To be done:
Please rewrite the records below with every "Identify" replaced by "Locate", changing nothing else and leaving out the pictures.

Records provided:
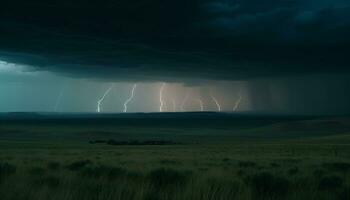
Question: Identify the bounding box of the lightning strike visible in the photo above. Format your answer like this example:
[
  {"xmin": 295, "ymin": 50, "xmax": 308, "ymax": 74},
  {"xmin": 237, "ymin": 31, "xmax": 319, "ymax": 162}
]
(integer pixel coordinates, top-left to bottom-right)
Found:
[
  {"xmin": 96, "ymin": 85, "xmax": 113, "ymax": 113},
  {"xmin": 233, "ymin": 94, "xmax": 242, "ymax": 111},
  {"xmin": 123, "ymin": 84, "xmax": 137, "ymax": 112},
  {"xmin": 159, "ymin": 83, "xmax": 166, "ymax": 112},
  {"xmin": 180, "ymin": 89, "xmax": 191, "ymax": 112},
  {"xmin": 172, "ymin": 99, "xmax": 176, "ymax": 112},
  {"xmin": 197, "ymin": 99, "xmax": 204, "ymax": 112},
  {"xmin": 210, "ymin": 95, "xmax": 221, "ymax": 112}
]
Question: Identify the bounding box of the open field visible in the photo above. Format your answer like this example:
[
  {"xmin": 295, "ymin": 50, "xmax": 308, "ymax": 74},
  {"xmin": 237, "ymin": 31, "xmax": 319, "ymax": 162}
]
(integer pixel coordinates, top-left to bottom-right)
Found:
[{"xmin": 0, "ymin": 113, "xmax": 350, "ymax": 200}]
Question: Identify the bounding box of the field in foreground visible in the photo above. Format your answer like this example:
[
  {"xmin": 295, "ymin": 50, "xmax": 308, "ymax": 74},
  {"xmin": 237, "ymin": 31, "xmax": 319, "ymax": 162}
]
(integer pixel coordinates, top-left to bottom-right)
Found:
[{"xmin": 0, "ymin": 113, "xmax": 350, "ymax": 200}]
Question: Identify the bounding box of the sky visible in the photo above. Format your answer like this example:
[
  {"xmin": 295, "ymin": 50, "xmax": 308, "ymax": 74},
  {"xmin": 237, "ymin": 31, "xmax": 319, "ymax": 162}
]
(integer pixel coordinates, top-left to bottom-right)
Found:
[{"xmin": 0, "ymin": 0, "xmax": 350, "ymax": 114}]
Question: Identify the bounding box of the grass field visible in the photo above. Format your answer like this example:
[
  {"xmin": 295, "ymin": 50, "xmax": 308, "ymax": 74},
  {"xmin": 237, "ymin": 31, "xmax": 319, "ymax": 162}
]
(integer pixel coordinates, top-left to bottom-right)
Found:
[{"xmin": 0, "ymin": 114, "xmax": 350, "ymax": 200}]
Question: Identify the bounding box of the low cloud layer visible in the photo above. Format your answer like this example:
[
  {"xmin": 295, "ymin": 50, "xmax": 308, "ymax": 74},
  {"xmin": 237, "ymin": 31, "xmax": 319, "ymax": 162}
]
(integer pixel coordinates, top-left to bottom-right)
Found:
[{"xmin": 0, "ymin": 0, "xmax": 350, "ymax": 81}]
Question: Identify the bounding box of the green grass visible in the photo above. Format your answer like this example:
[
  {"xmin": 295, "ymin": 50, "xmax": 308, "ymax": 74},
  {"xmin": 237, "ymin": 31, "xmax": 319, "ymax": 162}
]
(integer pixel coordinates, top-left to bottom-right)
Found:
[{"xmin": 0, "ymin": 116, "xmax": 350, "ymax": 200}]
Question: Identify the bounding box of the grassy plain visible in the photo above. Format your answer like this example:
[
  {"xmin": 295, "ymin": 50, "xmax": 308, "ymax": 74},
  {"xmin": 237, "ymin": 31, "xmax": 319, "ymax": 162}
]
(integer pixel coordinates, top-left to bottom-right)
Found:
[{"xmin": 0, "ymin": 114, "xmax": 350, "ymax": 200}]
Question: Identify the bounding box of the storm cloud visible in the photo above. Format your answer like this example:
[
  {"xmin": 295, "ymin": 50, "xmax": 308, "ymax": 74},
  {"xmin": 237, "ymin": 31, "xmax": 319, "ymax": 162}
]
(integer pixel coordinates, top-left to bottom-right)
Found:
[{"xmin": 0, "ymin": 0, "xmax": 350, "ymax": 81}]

Solution to the exercise:
Question: Locate the bounding box of the lightning strike visible in the photo above. Format your answer like this example:
[
  {"xmin": 295, "ymin": 50, "xmax": 308, "ymax": 74},
  {"xmin": 237, "ymin": 31, "xmax": 319, "ymax": 162}
]
(integer pixel coordinates, top-left to bottom-right)
Found:
[
  {"xmin": 96, "ymin": 85, "xmax": 113, "ymax": 113},
  {"xmin": 233, "ymin": 94, "xmax": 242, "ymax": 111},
  {"xmin": 123, "ymin": 84, "xmax": 137, "ymax": 112},
  {"xmin": 159, "ymin": 83, "xmax": 166, "ymax": 112},
  {"xmin": 180, "ymin": 89, "xmax": 191, "ymax": 112},
  {"xmin": 172, "ymin": 99, "xmax": 176, "ymax": 112},
  {"xmin": 197, "ymin": 99, "xmax": 204, "ymax": 112},
  {"xmin": 210, "ymin": 95, "xmax": 221, "ymax": 112}
]
Question: Locate the bounding box of the open field visible in the photo above. Format your answer like this example:
[
  {"xmin": 295, "ymin": 50, "xmax": 308, "ymax": 74},
  {"xmin": 237, "ymin": 31, "xmax": 319, "ymax": 162}
]
(integer pixel coordinates, top-left to bottom-right)
Found:
[{"xmin": 0, "ymin": 113, "xmax": 350, "ymax": 200}]
Question: Locate the bounding box of the field in foreground visible in the photo above. Format your answer like this example:
[
  {"xmin": 295, "ymin": 50, "xmax": 308, "ymax": 74},
  {"xmin": 237, "ymin": 31, "xmax": 319, "ymax": 162}
]
(integer pixel coordinates, top-left to bottom-right)
Found:
[{"xmin": 0, "ymin": 113, "xmax": 350, "ymax": 200}]
Question: Locate the bounding box of the sky visible in the photo above. Format your answer like this example:
[
  {"xmin": 295, "ymin": 50, "xmax": 308, "ymax": 74},
  {"xmin": 237, "ymin": 31, "xmax": 319, "ymax": 162}
]
(integer pixel coordinates, top-left to bottom-right)
Found:
[{"xmin": 0, "ymin": 0, "xmax": 350, "ymax": 114}]
Question: Locate the bounding box of the grass field visible in the photo above. Format your answer like this example:
[
  {"xmin": 295, "ymin": 50, "xmax": 308, "ymax": 74},
  {"xmin": 237, "ymin": 31, "xmax": 319, "ymax": 162}
]
(integer pixel coordinates, top-left to bottom-right)
Found:
[{"xmin": 0, "ymin": 114, "xmax": 350, "ymax": 200}]
Question: Locate the bounding box of the low cloud layer visible in the photo above. Format your answer like this example:
[
  {"xmin": 295, "ymin": 50, "xmax": 308, "ymax": 74},
  {"xmin": 237, "ymin": 31, "xmax": 319, "ymax": 162}
]
(integer pixel coordinates, top-left to bottom-right)
Found:
[{"xmin": 0, "ymin": 0, "xmax": 350, "ymax": 81}]
Question: Locate the bounding box of the green grass visible in the photo above. Format your answer like this example:
[
  {"xmin": 295, "ymin": 50, "xmax": 308, "ymax": 74},
  {"xmin": 237, "ymin": 31, "xmax": 319, "ymax": 162}
]
(integer pixel coordinates, top-left to bottom-right)
Found:
[{"xmin": 0, "ymin": 116, "xmax": 350, "ymax": 200}]
Question: Locate the bounding box of the grassy plain visible in the photo above. Format your answer like this example:
[
  {"xmin": 295, "ymin": 50, "xmax": 308, "ymax": 74},
  {"xmin": 237, "ymin": 31, "xmax": 319, "ymax": 162}
]
(integer pixel coordinates, top-left to bottom-right)
Found:
[{"xmin": 0, "ymin": 114, "xmax": 350, "ymax": 200}]
Question: Locate the bounding box of the storm cloud visible in the photo above. Format your answer like this example:
[
  {"xmin": 295, "ymin": 50, "xmax": 308, "ymax": 74},
  {"xmin": 237, "ymin": 31, "xmax": 319, "ymax": 162}
]
(integer pixel coordinates, top-left to bottom-right)
Found:
[{"xmin": 0, "ymin": 0, "xmax": 350, "ymax": 81}]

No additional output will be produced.